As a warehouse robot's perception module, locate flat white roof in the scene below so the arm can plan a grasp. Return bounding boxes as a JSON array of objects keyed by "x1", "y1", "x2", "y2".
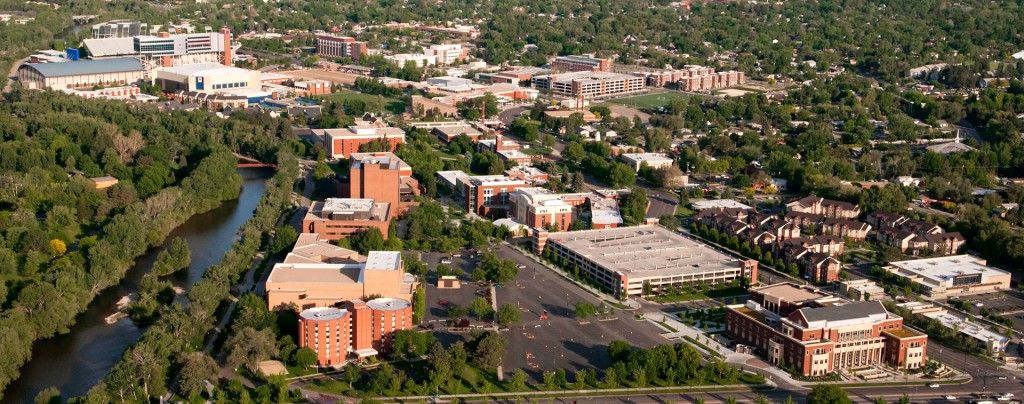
[
  {"x1": 323, "y1": 198, "x2": 375, "y2": 213},
  {"x1": 83, "y1": 37, "x2": 135, "y2": 57},
  {"x1": 467, "y1": 175, "x2": 527, "y2": 187},
  {"x1": 923, "y1": 311, "x2": 1008, "y2": 348},
  {"x1": 366, "y1": 297, "x2": 411, "y2": 311},
  {"x1": 437, "y1": 170, "x2": 469, "y2": 186},
  {"x1": 499, "y1": 150, "x2": 530, "y2": 159},
  {"x1": 160, "y1": 63, "x2": 255, "y2": 77},
  {"x1": 889, "y1": 255, "x2": 1009, "y2": 283},
  {"x1": 691, "y1": 199, "x2": 754, "y2": 211},
  {"x1": 547, "y1": 225, "x2": 739, "y2": 279},
  {"x1": 300, "y1": 306, "x2": 348, "y2": 321},
  {"x1": 365, "y1": 251, "x2": 402, "y2": 271},
  {"x1": 591, "y1": 208, "x2": 623, "y2": 225},
  {"x1": 621, "y1": 153, "x2": 673, "y2": 163}
]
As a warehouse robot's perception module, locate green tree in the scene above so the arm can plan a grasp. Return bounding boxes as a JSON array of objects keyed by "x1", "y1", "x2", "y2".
[
  {"x1": 619, "y1": 188, "x2": 649, "y2": 226},
  {"x1": 343, "y1": 364, "x2": 361, "y2": 389},
  {"x1": 179, "y1": 353, "x2": 218, "y2": 398},
  {"x1": 574, "y1": 301, "x2": 597, "y2": 319},
  {"x1": 292, "y1": 347, "x2": 318, "y2": 368},
  {"x1": 33, "y1": 387, "x2": 61, "y2": 404},
  {"x1": 497, "y1": 303, "x2": 522, "y2": 325},
  {"x1": 412, "y1": 284, "x2": 426, "y2": 323},
  {"x1": 471, "y1": 296, "x2": 495, "y2": 320},
  {"x1": 152, "y1": 237, "x2": 191, "y2": 276},
  {"x1": 607, "y1": 162, "x2": 637, "y2": 188},
  {"x1": 350, "y1": 227, "x2": 386, "y2": 255},
  {"x1": 806, "y1": 384, "x2": 852, "y2": 404},
  {"x1": 509, "y1": 368, "x2": 527, "y2": 391},
  {"x1": 270, "y1": 225, "x2": 299, "y2": 255},
  {"x1": 226, "y1": 327, "x2": 279, "y2": 372},
  {"x1": 471, "y1": 331, "x2": 507, "y2": 369},
  {"x1": 391, "y1": 329, "x2": 434, "y2": 359},
  {"x1": 472, "y1": 252, "x2": 519, "y2": 283},
  {"x1": 607, "y1": 340, "x2": 632, "y2": 363}
]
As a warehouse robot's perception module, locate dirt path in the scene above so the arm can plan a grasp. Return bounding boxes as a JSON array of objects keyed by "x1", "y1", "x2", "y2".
[{"x1": 3, "y1": 57, "x2": 27, "y2": 93}]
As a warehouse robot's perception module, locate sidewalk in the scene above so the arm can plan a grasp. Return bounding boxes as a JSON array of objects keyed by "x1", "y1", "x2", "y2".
[
  {"x1": 354, "y1": 383, "x2": 770, "y2": 403},
  {"x1": 504, "y1": 241, "x2": 642, "y2": 310}
]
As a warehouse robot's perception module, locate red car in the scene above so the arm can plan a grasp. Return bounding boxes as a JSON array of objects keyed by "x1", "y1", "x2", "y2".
[{"x1": 439, "y1": 300, "x2": 449, "y2": 306}]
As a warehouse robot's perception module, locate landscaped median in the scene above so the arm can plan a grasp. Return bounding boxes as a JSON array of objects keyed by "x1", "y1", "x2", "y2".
[{"x1": 370, "y1": 383, "x2": 773, "y2": 403}]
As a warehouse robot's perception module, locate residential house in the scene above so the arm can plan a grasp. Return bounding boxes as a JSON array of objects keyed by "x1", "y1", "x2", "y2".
[{"x1": 786, "y1": 196, "x2": 860, "y2": 219}]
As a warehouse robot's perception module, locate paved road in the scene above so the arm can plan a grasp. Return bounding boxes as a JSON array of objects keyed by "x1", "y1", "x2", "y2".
[
  {"x1": 498, "y1": 106, "x2": 530, "y2": 124},
  {"x1": 908, "y1": 203, "x2": 956, "y2": 219}
]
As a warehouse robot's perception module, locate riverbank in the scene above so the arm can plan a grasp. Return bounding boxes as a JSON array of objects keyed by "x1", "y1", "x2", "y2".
[
  {"x1": 81, "y1": 153, "x2": 299, "y2": 402},
  {"x1": 2, "y1": 159, "x2": 264, "y2": 400}
]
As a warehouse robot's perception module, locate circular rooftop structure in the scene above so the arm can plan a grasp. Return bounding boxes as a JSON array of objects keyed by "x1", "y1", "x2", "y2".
[
  {"x1": 366, "y1": 297, "x2": 411, "y2": 311},
  {"x1": 300, "y1": 306, "x2": 348, "y2": 321}
]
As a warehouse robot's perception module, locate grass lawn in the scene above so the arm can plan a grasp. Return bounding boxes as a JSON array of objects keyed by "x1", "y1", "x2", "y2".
[
  {"x1": 328, "y1": 161, "x2": 349, "y2": 177},
  {"x1": 320, "y1": 91, "x2": 406, "y2": 114},
  {"x1": 521, "y1": 147, "x2": 552, "y2": 156},
  {"x1": 607, "y1": 92, "x2": 693, "y2": 109},
  {"x1": 432, "y1": 146, "x2": 463, "y2": 160},
  {"x1": 650, "y1": 286, "x2": 747, "y2": 303},
  {"x1": 683, "y1": 336, "x2": 725, "y2": 359},
  {"x1": 731, "y1": 86, "x2": 767, "y2": 93},
  {"x1": 675, "y1": 205, "x2": 695, "y2": 217}
]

## TASK PROMPT
Could you output the entire listing verbatim while omitting its pictures?

## ANSWER TO THE PROBLEM
As a warehouse robot's perception module, locate flat white roof in the scene below so the arm can plan a grasp. Return bounding boxes as a JSON array of objects keyed by "x1", "y1", "x2", "y2".
[
  {"x1": 323, "y1": 198, "x2": 375, "y2": 213},
  {"x1": 83, "y1": 37, "x2": 135, "y2": 57},
  {"x1": 467, "y1": 175, "x2": 527, "y2": 187},
  {"x1": 923, "y1": 311, "x2": 1008, "y2": 348},
  {"x1": 366, "y1": 297, "x2": 411, "y2": 311},
  {"x1": 437, "y1": 170, "x2": 469, "y2": 186},
  {"x1": 499, "y1": 150, "x2": 530, "y2": 159},
  {"x1": 160, "y1": 63, "x2": 255, "y2": 77},
  {"x1": 889, "y1": 255, "x2": 1009, "y2": 283},
  {"x1": 691, "y1": 199, "x2": 754, "y2": 211},
  {"x1": 547, "y1": 225, "x2": 739, "y2": 279},
  {"x1": 300, "y1": 306, "x2": 348, "y2": 321},
  {"x1": 365, "y1": 251, "x2": 402, "y2": 271},
  {"x1": 591, "y1": 208, "x2": 623, "y2": 225},
  {"x1": 621, "y1": 153, "x2": 673, "y2": 163}
]
As a warehouse robot's perception module, locate green tree in the scene above so the arm can plan a grasp. Return bounding boxes as a JSON array of objects keyed by "x1", "y1", "x2", "y2".
[
  {"x1": 619, "y1": 188, "x2": 649, "y2": 226},
  {"x1": 343, "y1": 364, "x2": 361, "y2": 389},
  {"x1": 179, "y1": 353, "x2": 218, "y2": 398},
  {"x1": 574, "y1": 301, "x2": 597, "y2": 319},
  {"x1": 292, "y1": 347, "x2": 318, "y2": 368},
  {"x1": 33, "y1": 387, "x2": 61, "y2": 404},
  {"x1": 497, "y1": 303, "x2": 522, "y2": 325},
  {"x1": 412, "y1": 284, "x2": 426, "y2": 323},
  {"x1": 471, "y1": 296, "x2": 495, "y2": 320},
  {"x1": 152, "y1": 237, "x2": 191, "y2": 276},
  {"x1": 607, "y1": 162, "x2": 637, "y2": 188},
  {"x1": 350, "y1": 227, "x2": 386, "y2": 255},
  {"x1": 806, "y1": 384, "x2": 852, "y2": 404},
  {"x1": 509, "y1": 368, "x2": 527, "y2": 391},
  {"x1": 270, "y1": 225, "x2": 299, "y2": 255},
  {"x1": 226, "y1": 327, "x2": 279, "y2": 372},
  {"x1": 471, "y1": 331, "x2": 507, "y2": 369},
  {"x1": 391, "y1": 329, "x2": 434, "y2": 359},
  {"x1": 472, "y1": 252, "x2": 519, "y2": 283},
  {"x1": 607, "y1": 340, "x2": 632, "y2": 363}
]
As a warehouse robot's perception module, locate dirt path in the scene above so the arm can plan a grasp. Return bounding boxes as a JSON array of objects keyed by "x1", "y1", "x2", "y2".
[{"x1": 3, "y1": 57, "x2": 27, "y2": 93}]
As a warehouse robot's perception module, locate sidewalk in the scene above so the arm can plan a grasp. Return bounding boxes as a JSON array of objects keyed by "x1", "y1", "x2", "y2".
[
  {"x1": 354, "y1": 383, "x2": 770, "y2": 403},
  {"x1": 504, "y1": 241, "x2": 642, "y2": 310}
]
As a warehouse robot's perception module, locate red car in the scene above so the arm can plan a grasp. Return bounding boxes as a JSON array of objects keyed by "x1", "y1", "x2", "y2".
[{"x1": 439, "y1": 300, "x2": 449, "y2": 306}]
As a warehouse robot's perception module, locate landscaped median in the scene above so the arm can plan a grasp. Return bounding boxes as a JSON array of objects keyed by "x1", "y1", "x2", "y2".
[{"x1": 370, "y1": 383, "x2": 773, "y2": 403}]
As a warehouse robot's perception module, locate residential house in the scene above so the arm can plan a grasp. Return bounding boxes as a JSON array of objects keyed by "x1", "y1", "x2", "y2".
[{"x1": 786, "y1": 196, "x2": 860, "y2": 219}]
As a warehouse robot's perception module, locate paved road in the scene above so the arm can plan a grasp. Return bounding boxes as a JSON array of objects keyed by "x1", "y1", "x2", "y2".
[
  {"x1": 498, "y1": 106, "x2": 530, "y2": 124},
  {"x1": 908, "y1": 203, "x2": 956, "y2": 219}
]
As a warehouse robot's perception module, locate riverbank in the scene above so the arm can plan a grasp. Return bounding boxes as a JSON array of objects keyed by "x1", "y1", "x2", "y2".
[
  {"x1": 81, "y1": 153, "x2": 299, "y2": 402},
  {"x1": 2, "y1": 159, "x2": 264, "y2": 400}
]
As a warehouse robot's perception module, locate circular rooftop structure in the scene above so the arm can plan a grasp. Return bounding boxes as a JSON array of objects keyed by "x1", "y1", "x2", "y2".
[
  {"x1": 366, "y1": 297, "x2": 411, "y2": 311},
  {"x1": 300, "y1": 306, "x2": 348, "y2": 321}
]
As a warehouse robot's perception module, locate grass lawn in the scene above so the arm can plan a grasp. Return bounding boxes as a JSON array of objects keyed by "x1", "y1", "x2", "y2".
[
  {"x1": 328, "y1": 161, "x2": 349, "y2": 177},
  {"x1": 320, "y1": 91, "x2": 406, "y2": 114},
  {"x1": 521, "y1": 147, "x2": 552, "y2": 156},
  {"x1": 607, "y1": 92, "x2": 693, "y2": 109},
  {"x1": 432, "y1": 146, "x2": 463, "y2": 160},
  {"x1": 650, "y1": 286, "x2": 747, "y2": 303},
  {"x1": 683, "y1": 336, "x2": 725, "y2": 359},
  {"x1": 731, "y1": 86, "x2": 767, "y2": 93},
  {"x1": 675, "y1": 205, "x2": 695, "y2": 217}
]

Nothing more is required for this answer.